Having legislative term limits, cutting the size of the legislature, and losing legislative control of redistricting sends the message to legislators that the legislative job has to be a part-time one, because the average person without great financial resources needs the security of a job for the long haul. The power of a constituency over a legislator is far less for a short-term part-time job than for a full-time long-term job. The real power over the legislator will lie in the employers who pay the long-term private salaries.

In short, I support none of his proposals in total. I could support some version of expanded open records and some version of campaign finance reform, but it is likely not a version that would be Rendell's first choice. I could also support expanding the legal qualifications of judges, but that is not something the Bar Association supports. They want to be able to support the inexperienced people of their choice no less than do some political leaders at some times.

Labels such as "reform" or "progressive" can be somewhat complex or confusing. The question is whose interests is one representing. I am representing the interests of the average citizen and the public as a whole. Rendell is not.

His pushing of this package will encourage far more intense scrutiny of the rest of his legislative package for the forseeable future.

Point by point

Open records: I buy that open records can make for juicy TV and newspaper gossip. But the news media looking at records can also serve the public good, and I would say the public interest here outweighs the potential for abuse. And the public has a funny way of deciding what they do or don't care about for themselves. For someone who supports the "little fellers," you sometimes seem not to think very highly of their critical ability, at least when television is involved.

Merit selection of judges: So, the reason why lawyers work for small clients, unions, or in the public interest is because they got bad grades and couldn't do any better? Ouch. Still, there isn't any reason why "merit" only has to mean your LSAT scores -- the nomination and selection process also could and should include some questions about competence and experience in all kinds of work. It's not all Anthony Gonzalezes out there -- the federal system gets some good ones, and when they put up bad ones, there's a fierce fight about it, on which public opinion definitely weighs in. And if a whole bunch of tenants-rights lawyers and other Jimmy Stewart types were getting judgeships now, I don't think there'd be much sentiment for change.

Campaign contributions: Again, I don't see a world where millionaires are tripping over themselves to become state representatives. Governors and mayors, sure. But as you've reminded us, your job is tough and not especially rewarding. You certainly would be treated with more deference if you were a CEO.

Exercises:
**A.** In the excerpt on Rendell's proposals, what change to judges' requirements does the Bar Association not support?
**B.** Which topics are covered under the "Point by point" heading in the excerpt on Rendell's proposals?

Entries shown:
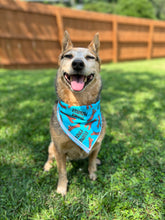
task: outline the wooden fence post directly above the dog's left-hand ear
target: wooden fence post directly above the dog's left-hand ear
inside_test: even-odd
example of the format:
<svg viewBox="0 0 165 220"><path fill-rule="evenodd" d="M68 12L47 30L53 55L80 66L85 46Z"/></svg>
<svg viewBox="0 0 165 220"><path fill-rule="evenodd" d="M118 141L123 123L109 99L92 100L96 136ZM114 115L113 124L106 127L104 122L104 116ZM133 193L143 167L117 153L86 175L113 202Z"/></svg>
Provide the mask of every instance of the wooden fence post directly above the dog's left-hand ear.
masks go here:
<svg viewBox="0 0 165 220"><path fill-rule="evenodd" d="M57 28L58 28L58 41L60 43L60 46L62 47L62 41L63 41L63 36L64 36L64 26L63 26L62 13L60 11L60 8L57 8L55 15L56 15L56 21L57 21Z"/></svg>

Answer section:
**A.** Expanding the legal qualifications of judges.

**B.** Open records; merit selection of judges; campaign contributions.